Exercise instructions –
Rewrite the data from the line containing "of the thin" through the end of the data, both included, with every coordinate in the answers multiplied by 0.2 and rounded to a whole number, halves rounding up. Keep the request lines as they are, and give only these lines.
+---+
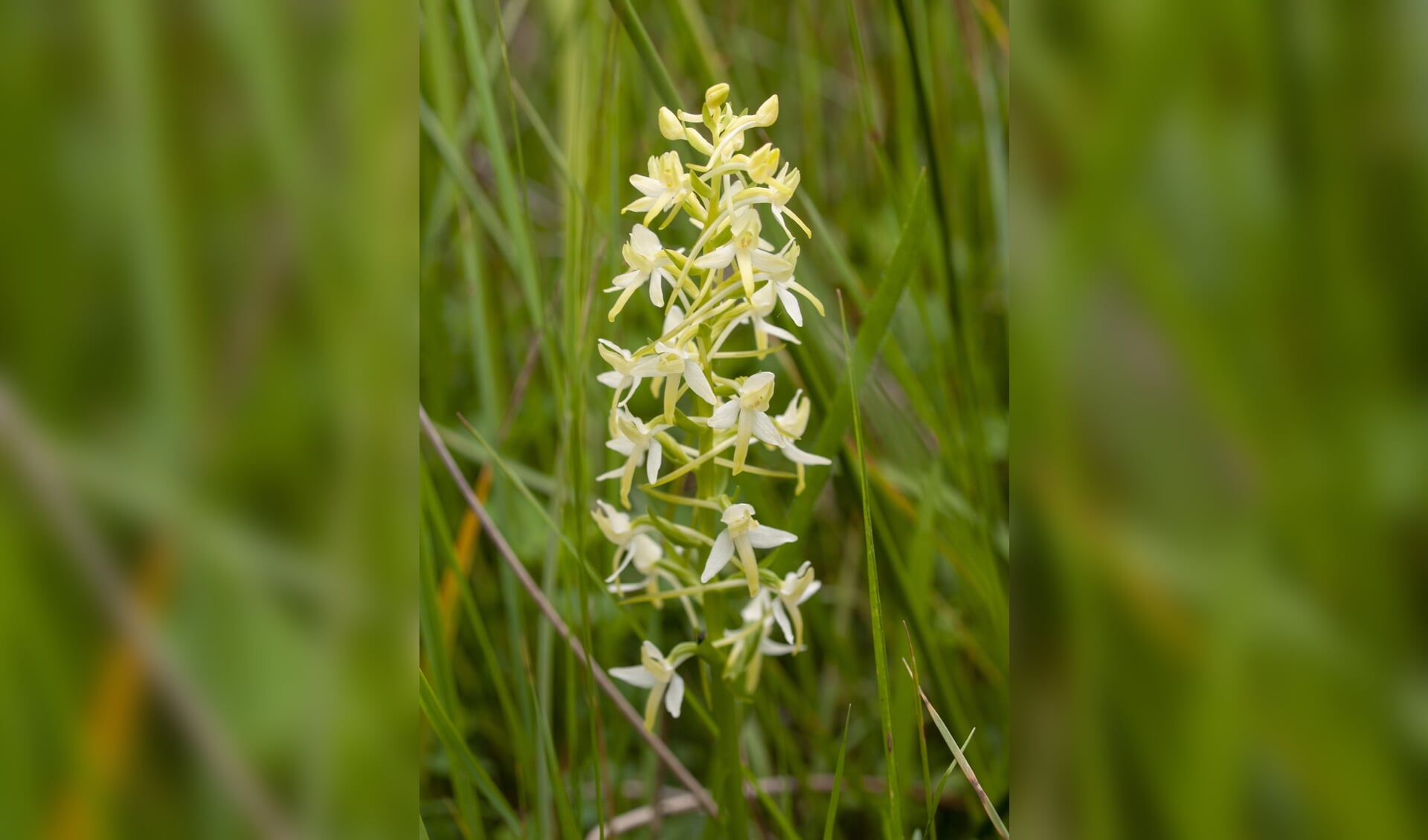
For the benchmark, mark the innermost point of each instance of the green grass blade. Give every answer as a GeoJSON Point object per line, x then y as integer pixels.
{"type": "Point", "coordinates": [860, 360]}
{"type": "Point", "coordinates": [663, 83]}
{"type": "Point", "coordinates": [875, 599]}
{"type": "Point", "coordinates": [780, 818]}
{"type": "Point", "coordinates": [922, 737]}
{"type": "Point", "coordinates": [462, 756]}
{"type": "Point", "coordinates": [565, 815]}
{"type": "Point", "coordinates": [837, 778]}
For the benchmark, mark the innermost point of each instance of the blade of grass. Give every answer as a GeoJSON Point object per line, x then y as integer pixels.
{"type": "Point", "coordinates": [962, 759]}
{"type": "Point", "coordinates": [509, 189]}
{"type": "Point", "coordinates": [543, 604]}
{"type": "Point", "coordinates": [547, 742]}
{"type": "Point", "coordinates": [630, 20]}
{"type": "Point", "coordinates": [780, 818]}
{"type": "Point", "coordinates": [462, 756]}
{"type": "Point", "coordinates": [837, 778]}
{"type": "Point", "coordinates": [875, 599]}
{"type": "Point", "coordinates": [947, 773]}
{"type": "Point", "coordinates": [922, 739]}
{"type": "Point", "coordinates": [860, 360]}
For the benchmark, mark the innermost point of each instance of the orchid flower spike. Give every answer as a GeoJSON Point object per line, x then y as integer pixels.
{"type": "Point", "coordinates": [666, 187]}
{"type": "Point", "coordinates": [743, 534]}
{"type": "Point", "coordinates": [780, 271]}
{"type": "Point", "coordinates": [617, 529]}
{"type": "Point", "coordinates": [797, 588]}
{"type": "Point", "coordinates": [676, 363]}
{"type": "Point", "coordinates": [740, 250]}
{"type": "Point", "coordinates": [747, 413]}
{"type": "Point", "coordinates": [649, 262]}
{"type": "Point", "coordinates": [791, 425]}
{"type": "Point", "coordinates": [636, 441]}
{"type": "Point", "coordinates": [656, 673]}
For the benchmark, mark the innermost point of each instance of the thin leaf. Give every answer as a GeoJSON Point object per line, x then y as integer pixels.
{"type": "Point", "coordinates": [875, 599]}
{"type": "Point", "coordinates": [837, 778]}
+---+
Exercise result –
For the benchmark, mark the innermost point of each instance of the thin leaf. Give every answer as a GeoJSON Point object per line, x then y as integer pixels.
{"type": "Point", "coordinates": [175, 120]}
{"type": "Point", "coordinates": [167, 156]}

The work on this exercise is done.